One interesting aside is the issue of scaling.
The identity $\exp(\theta I + A) = exp(\theta) \exp(A)$ means that it is easy
to pre-scale the diagonal of $A$, which can have an impact on downstream
compuations.
Corollary 4.22 of \cite{Higham} shows that for an intensity matrix $A$, the
optimal scaling is $\theta = \max_j |A_{jj}|$; the resulting matrix
$B = \theta I + A$ has all elements positive.
Hence $B^k$ is postive for all powers $k$ and there is no cancellation in the 
simple Taylor series for expm.

An $A(t;z)$ matrix that actually occurs in one of our examples has

<<>>=
A = rbind(c(-.2, .1, .1), c(0, -1.1, 1.1), c(0, 0,0))

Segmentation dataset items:
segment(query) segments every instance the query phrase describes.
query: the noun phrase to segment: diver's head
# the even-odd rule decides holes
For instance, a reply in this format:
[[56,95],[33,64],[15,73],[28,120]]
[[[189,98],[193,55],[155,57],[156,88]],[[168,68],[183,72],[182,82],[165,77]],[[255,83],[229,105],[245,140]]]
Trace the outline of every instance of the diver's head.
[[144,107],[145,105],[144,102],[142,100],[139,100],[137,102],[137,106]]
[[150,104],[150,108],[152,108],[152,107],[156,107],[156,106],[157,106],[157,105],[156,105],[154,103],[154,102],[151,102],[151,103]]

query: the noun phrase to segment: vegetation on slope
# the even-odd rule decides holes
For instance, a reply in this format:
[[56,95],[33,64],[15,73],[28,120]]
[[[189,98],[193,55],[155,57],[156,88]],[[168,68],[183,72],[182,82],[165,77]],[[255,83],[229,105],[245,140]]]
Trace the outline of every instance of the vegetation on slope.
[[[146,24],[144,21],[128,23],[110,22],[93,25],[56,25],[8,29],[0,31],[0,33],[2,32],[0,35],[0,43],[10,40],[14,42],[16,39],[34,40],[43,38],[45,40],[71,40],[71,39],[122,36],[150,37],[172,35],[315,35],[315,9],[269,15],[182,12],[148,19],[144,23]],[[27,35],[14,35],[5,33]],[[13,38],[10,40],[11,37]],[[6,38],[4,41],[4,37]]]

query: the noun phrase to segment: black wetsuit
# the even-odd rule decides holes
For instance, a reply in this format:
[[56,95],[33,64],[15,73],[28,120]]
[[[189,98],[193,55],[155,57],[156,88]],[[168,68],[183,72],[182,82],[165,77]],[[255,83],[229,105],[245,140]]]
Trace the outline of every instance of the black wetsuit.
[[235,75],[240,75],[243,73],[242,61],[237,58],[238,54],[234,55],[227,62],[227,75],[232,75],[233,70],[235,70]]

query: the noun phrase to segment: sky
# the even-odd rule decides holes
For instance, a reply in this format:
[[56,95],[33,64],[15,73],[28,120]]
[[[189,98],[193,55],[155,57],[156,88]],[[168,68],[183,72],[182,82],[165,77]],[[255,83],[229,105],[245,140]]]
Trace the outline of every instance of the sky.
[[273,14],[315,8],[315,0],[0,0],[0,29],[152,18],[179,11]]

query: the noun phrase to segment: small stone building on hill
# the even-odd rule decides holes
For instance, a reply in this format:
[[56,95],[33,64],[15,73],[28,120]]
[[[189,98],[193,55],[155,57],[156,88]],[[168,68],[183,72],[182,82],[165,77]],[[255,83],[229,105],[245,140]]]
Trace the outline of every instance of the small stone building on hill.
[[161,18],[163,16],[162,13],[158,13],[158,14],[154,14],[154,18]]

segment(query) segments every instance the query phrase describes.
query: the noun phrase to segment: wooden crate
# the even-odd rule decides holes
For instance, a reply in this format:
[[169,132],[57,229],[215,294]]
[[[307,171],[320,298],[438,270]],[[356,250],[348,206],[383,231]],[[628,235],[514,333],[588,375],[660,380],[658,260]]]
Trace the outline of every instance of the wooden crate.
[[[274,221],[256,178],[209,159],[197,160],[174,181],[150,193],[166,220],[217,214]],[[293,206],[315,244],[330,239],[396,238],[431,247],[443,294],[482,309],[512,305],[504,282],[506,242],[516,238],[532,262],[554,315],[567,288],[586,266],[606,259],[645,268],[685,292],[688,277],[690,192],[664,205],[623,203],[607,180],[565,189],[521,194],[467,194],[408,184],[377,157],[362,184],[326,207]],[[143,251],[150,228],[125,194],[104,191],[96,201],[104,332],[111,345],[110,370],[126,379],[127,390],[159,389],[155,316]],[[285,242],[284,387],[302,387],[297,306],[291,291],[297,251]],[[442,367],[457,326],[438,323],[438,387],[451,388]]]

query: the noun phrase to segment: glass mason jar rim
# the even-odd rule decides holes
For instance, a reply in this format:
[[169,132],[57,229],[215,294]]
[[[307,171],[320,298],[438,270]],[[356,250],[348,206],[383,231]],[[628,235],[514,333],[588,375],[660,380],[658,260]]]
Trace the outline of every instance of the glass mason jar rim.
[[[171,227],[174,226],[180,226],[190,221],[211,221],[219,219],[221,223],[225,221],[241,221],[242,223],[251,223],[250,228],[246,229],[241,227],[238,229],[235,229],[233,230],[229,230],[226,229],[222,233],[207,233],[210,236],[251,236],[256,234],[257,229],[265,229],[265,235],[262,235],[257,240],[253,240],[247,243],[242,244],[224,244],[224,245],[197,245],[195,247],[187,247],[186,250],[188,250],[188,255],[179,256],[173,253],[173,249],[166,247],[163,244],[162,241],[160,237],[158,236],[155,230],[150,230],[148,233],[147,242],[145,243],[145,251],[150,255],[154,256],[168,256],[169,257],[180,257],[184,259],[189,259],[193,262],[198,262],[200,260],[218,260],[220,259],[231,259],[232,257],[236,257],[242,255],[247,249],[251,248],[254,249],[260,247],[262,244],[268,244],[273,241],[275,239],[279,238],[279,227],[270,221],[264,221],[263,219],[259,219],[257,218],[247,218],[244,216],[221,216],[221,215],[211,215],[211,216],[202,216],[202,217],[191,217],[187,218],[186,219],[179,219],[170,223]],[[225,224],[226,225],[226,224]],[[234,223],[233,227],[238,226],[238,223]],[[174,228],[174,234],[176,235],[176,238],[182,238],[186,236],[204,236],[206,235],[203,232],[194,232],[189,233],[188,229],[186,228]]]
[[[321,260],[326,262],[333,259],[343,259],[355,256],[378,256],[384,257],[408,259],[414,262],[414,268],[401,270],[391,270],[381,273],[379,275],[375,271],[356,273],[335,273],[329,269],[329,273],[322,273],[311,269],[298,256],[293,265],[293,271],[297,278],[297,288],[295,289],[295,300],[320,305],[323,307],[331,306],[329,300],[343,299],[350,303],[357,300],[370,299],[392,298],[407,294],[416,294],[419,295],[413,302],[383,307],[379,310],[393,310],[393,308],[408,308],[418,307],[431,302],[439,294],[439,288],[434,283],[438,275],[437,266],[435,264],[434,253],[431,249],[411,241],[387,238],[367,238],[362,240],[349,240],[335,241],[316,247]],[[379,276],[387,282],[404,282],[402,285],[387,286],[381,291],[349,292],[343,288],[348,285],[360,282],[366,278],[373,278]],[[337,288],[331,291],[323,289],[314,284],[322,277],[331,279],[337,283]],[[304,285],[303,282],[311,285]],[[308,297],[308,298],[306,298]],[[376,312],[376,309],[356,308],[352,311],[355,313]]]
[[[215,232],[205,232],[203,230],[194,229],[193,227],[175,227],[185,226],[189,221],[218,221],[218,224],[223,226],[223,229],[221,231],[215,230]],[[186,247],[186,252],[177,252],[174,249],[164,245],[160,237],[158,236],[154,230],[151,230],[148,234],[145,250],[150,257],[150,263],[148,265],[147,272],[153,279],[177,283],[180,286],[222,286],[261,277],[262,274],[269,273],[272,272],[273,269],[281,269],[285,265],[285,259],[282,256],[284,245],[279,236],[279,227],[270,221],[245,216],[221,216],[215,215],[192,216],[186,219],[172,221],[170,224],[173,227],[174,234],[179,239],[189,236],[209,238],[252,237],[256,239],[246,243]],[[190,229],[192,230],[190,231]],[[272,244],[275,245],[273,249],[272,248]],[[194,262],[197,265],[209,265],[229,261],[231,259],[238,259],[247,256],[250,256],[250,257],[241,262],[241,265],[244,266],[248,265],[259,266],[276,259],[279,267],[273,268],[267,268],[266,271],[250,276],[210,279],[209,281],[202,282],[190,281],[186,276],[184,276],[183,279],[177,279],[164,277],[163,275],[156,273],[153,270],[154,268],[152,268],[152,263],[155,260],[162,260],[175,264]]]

Work instructions:
1/ Repeat word for word the part of the passage on matrix exponential scaling between "Corollary 4.22 of" and "1.1), c(0, 0,0))", inclusive.
2/ Carry the passage on matrix exponential scaling forward from the point where it stops.
The items stand apart from the passage on matrix exponential scaling.

Responses to the tasks:
1/
Corollary 4.22 of \cite{Higham} shows that for an intensity matrix $A$, the
optimal scaling is $\theta = \max_j |A_{jj}|$; the resulting matrix
$B = \theta I + A$ has all elements positive.
Hence $B^k$ is postive for all powers $k$ and there is no cancellation in the 
simple Taylor series for expm.

An $A(t;z)$ matrix that actually occurs in one of our examples has

<<>>=
A = rbind(c(-.2, .1, .1), c(0, -1.1, 1.1), c(0, 0,0))

2/
expm(A)
B <- A + 1.1*diag(3)
exp(-1.1) * expm(B)   # verify the formula

diag(3) + A   # the bad estimate
diag(3) + A + A^2/2 + A^3/6

exp(-1.1) *(diag(3)+ B)
exp(-1.1) *(diag(3)+ B + B^2/2 + B^3/6)
@ 

We see that the scaled version converges faster, but $I+B$ is still not a 
particularly good approximation.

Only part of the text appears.